Excerpts from a point labeling dataset:

++++++++++

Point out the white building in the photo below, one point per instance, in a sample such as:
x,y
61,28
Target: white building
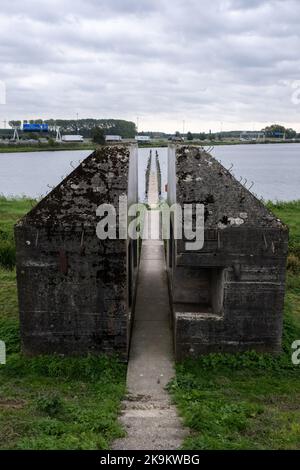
x,y
113,138
72,138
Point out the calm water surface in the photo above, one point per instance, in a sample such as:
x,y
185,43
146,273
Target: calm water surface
x,y
274,169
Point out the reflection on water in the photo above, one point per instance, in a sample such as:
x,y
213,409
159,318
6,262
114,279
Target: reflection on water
x,y
274,169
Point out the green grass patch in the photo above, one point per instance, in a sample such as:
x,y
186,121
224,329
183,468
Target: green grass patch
x,y
11,210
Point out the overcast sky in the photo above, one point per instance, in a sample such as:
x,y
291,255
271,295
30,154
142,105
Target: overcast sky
x,y
213,64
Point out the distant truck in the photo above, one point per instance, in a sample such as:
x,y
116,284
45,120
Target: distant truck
x,y
72,138
35,128
113,138
142,138
176,138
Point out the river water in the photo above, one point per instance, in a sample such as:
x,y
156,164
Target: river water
x,y
274,169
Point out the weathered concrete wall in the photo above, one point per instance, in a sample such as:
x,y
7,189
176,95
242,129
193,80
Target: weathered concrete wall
x,y
244,255
73,287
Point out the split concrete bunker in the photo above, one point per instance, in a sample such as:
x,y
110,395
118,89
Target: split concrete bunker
x,y
77,292
229,295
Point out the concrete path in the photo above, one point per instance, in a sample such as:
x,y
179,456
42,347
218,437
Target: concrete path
x,y
151,422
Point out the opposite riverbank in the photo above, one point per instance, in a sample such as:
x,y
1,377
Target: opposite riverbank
x,y
243,401
42,147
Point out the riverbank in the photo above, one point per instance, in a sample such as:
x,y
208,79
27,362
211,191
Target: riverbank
x,y
154,143
45,147
244,401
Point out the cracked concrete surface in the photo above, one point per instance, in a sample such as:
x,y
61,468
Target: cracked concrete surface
x,y
149,418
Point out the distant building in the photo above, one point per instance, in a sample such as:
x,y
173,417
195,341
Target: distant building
x,y
113,138
142,138
176,138
35,127
72,138
251,136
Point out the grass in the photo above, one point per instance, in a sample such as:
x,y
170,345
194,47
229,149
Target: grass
x,y
248,400
10,211
50,402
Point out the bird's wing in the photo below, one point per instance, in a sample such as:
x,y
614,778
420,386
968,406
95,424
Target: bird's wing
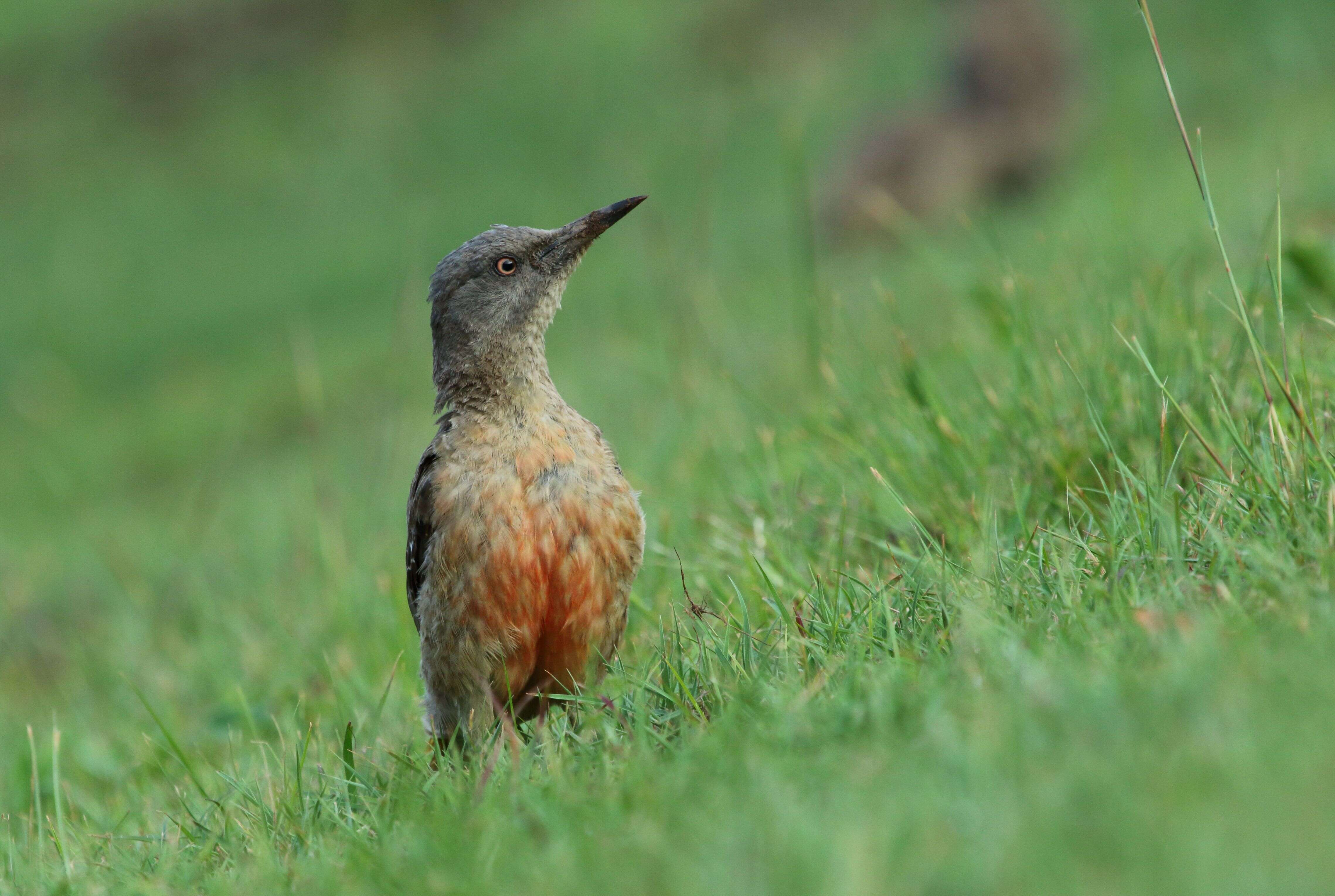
x,y
421,524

++++++++++

## Work to complete
Rewrite the rows above as a JSON list of strings, one string per line, skipping blank lines. Begin at the line containing "Point out the grass" and stop after the final line of the rows; leave the pictures out of the answer.

## Result for this exercise
[
  "Point out the grass in the photo above, one point per instance, in a sample such as:",
  "x,y",
  "170,345",
  "194,47",
  "229,149",
  "Target: grass",
  "x,y",
  "248,400",
  "10,211",
  "50,402",
  "Point out the bird's wing in the photo below, one point per instance, in a sample such as:",
  "x,y",
  "614,778",
  "420,386",
  "968,406",
  "95,424",
  "Target: bird's wing",
  "x,y",
  "421,524"
]